▶ **EXCERPTED TEXT**:
▬▬▬▬▬▬
Open Role

AI Silicon Systems Software and Architecture Intern

Work across AI accelerator benchmarks, simulators, compiler/runtime prototypes, operator mapping, and real-system validation.

Back to Careers

Work across AI accelerator benchmarks, simulators, compiler/runtime prototypes, operator mapping, and real-system validation.

Responsibilities

  • Support AI accelerator benchmark design, evaluation-flow setup, and result analysis.
  • Profile and analyze representative workloads such as LLM inference to identify bottlenecks.
  • Design microbenchmarks to study memory access, utilization, latency, and related behavior.
  • Help build simulator environments, configuration management, regression tests, trace parsers, and experiment frameworks.
  • Explore compiler, runtime, operator mapping, scheduling, memory layout, tiling, and dataflow prototypes.
  • After hardware is available, support bring-up, functional validation, performance testing, and simulator-to-silicon comparison.

Requirements

  • Major in computer science, electronic engineering, automation, software engineering, integrated circuits, AI, or a related field; graduate students preferred, strong undergraduates welcome.
▬▬▬▬▬▬
▶ **Records from a data collection**:
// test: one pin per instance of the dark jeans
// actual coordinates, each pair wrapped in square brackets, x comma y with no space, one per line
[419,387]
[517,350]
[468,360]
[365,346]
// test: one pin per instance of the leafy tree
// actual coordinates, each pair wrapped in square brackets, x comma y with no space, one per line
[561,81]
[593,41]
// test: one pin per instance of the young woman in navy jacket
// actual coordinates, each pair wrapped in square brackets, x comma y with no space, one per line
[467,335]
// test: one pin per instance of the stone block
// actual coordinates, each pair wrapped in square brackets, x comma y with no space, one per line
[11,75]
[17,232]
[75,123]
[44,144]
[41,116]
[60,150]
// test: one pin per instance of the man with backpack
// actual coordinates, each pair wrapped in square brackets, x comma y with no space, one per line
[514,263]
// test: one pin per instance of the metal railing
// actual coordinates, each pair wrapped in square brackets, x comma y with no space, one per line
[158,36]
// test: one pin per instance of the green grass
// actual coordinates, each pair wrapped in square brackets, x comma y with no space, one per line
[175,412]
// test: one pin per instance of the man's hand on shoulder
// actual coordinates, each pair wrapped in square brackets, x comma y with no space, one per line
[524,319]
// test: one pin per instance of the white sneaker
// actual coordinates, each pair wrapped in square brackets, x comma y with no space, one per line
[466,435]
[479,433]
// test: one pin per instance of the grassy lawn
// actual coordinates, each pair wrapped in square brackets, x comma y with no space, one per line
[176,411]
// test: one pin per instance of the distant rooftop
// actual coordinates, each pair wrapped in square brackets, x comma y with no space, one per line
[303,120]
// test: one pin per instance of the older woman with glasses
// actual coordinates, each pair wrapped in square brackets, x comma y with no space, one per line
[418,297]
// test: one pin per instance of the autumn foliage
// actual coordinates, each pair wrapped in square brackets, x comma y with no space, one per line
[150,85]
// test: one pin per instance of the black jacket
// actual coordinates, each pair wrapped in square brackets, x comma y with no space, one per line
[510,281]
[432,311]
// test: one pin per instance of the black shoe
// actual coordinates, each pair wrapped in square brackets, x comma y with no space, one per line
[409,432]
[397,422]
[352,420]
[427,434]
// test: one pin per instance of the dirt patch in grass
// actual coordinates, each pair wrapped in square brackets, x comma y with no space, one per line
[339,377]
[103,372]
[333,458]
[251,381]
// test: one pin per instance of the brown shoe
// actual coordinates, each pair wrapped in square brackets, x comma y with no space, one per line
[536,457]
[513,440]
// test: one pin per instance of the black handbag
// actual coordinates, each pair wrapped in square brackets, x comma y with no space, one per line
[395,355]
▬▬▬▬▬▬
Write the next part of the internship posting, picking up after its final line. The entries have no connection to the internship posting.

  • Solid computer-science fundamentals and strong interest or experience in at least one of computer architecture, compilers/systems software, parallel or high-performance computing, AI inference systems, model deployment, or performance optimization.
  • Good C/C++ or Python programming skills.
  • Strong analytical, experimental, and technical-writing ability.
  • Self-driven learner who can move quickly in early-stage projects with uncertainty.

Nice to have

  • Coursework or deep study in computer architecture, parallel architecture, storage systems, or compilers.
  • Experience with benchmarking, profiling, trace analysis, or performance modeling.
  • Familiarity with PyTorch, CUDA, TVM, MLIR, LLVM, Triton, ONNX Runtime, vLLM, or related tools.
  • Experience with simulators, microbenchmarks, runtime systems, or kernel optimization.
  • Practical understanding of LLM inference, KV Cache, attention, and memory hierarchy.
  • Research experience, systems projects, or open-source contributions.